■ TESTO DI PARTENZA:
#####

In altre parole, vaccinare non serve affatto a limitare efficacemente la diffusione dell’infezione. Anzi…
Ad affermarlo è un importante studio: Increases in COVID-19 are unrelated to levels of vaccination across 68 countries and 2947 counties in the United States, pubblicato sull’European Journal of Epidemiology lo scorso 30 settembre, in cui si indaga la relazione tra la percentuale di popolazione completamente vaccinata e i nuovi casi di COVID-19 in 68 paesi e in 2.947 contee negli Stati Uniti.
Laddove si sono conseguiti tassi di vaccinazione più alta, i dati non mostrano alcuna significativa diminuzione di casi COVID-19 (Fig. 1).

#####

[Record tratti da un dataset]

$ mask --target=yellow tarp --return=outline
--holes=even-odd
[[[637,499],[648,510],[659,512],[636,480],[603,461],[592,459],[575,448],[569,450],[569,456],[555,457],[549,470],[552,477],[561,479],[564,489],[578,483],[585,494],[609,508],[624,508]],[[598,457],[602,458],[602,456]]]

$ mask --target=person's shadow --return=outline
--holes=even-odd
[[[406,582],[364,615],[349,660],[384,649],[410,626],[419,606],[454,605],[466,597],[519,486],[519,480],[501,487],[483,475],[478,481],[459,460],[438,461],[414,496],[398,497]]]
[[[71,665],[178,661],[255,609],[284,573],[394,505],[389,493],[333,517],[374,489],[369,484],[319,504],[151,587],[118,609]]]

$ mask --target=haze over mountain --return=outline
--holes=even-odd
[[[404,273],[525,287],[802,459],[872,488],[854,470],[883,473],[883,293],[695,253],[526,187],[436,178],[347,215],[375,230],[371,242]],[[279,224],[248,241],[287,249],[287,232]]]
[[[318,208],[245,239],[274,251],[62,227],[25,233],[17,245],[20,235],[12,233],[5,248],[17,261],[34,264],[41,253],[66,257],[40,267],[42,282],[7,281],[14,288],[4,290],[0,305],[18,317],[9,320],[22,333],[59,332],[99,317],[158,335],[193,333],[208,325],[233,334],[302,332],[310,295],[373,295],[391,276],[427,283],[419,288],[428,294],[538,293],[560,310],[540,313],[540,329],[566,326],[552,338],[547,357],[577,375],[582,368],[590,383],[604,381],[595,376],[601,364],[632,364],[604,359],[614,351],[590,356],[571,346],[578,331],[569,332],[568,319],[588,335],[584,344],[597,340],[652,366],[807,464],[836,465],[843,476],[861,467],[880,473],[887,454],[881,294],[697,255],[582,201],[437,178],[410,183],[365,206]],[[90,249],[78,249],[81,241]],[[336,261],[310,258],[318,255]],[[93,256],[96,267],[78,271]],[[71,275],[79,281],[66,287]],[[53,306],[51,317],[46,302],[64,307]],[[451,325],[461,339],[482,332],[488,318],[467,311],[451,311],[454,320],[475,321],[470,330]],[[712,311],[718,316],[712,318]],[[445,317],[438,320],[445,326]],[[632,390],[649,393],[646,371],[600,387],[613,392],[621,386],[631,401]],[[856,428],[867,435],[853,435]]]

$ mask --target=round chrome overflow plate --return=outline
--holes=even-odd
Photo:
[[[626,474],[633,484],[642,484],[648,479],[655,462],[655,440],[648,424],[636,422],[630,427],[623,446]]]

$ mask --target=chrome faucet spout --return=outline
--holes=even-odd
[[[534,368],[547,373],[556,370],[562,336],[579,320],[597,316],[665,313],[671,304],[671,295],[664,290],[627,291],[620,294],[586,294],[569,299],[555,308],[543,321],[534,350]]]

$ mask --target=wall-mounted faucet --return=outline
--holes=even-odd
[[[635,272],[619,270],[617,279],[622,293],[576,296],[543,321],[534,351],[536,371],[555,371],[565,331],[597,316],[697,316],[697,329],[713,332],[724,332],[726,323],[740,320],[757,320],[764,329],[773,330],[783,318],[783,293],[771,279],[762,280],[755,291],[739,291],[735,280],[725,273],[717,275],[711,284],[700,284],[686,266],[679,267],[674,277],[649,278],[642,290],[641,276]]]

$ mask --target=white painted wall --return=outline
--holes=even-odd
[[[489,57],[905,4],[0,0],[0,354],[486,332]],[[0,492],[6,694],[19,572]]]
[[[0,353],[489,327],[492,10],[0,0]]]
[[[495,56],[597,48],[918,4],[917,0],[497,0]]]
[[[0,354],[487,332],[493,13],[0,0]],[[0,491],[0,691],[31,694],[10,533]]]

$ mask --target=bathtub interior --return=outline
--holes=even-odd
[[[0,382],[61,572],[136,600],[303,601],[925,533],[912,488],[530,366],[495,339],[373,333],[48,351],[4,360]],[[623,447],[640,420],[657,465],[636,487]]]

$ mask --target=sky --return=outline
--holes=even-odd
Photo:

#####

■ DOMANDE DI STUDIO:
1 – Nel testo sulla vaccinazione contro il COVID-19, quali dati vengono forniti sullo studio citato? Indica il titolo, la rivista, la data di pubblicazione, il numero di paesi e il numero di contee.
2 – Prosegui il testo sulla vaccinazione contro il COVID-19 a partire dalla sua ultima frase.

■ SOLUZIONI DEGLI ESERCIZI:
1 –
- Titolo: Increases in COVID-19 are unrelated to levels of vaccination across 68 countries and 2947 counties in the United States.
- Rivista: European Journal of Epidemiology.
- Data di pubblicazione: lo scorso 30 settembre.
- Paesi esaminati: 68.
- Contee esaminate: 2.947 negli Stati Uniti.

2 –
Ecco il commento dei ricercatori che sulla base delle misurazioni effettuate hanno potuto stabilire che alti livelli di vaccinazione non offrono alcuna protezione supplementare rispetto a basse percentuali di vaccinazione:
Delle prime 5 contee che hanno la più alta percentuale di popolazione completamente vaccinata (99,9-84,3%), i centri statunitensi per il controllo e la prevenzione delle malattie (CDC) ne identificano 4 come contee ad ‘alta’ trasmissione. Le contee di Chattahoochee (Georgia), McKinley (Nuovo Messico) e Arecibo (Porto Rico) hanno oltre il 90% della loro popolazione completamente vaccinata e tutte e tre sono classificate come trasmissione ‘alta’. Al contrario, delle 57 contee che sono state classificate come contee ‘a bassa’ trasmissione dal CDC, il 26,3% (15) ha una percentuale di popolazione completamente vaccinata inferiore al 20%.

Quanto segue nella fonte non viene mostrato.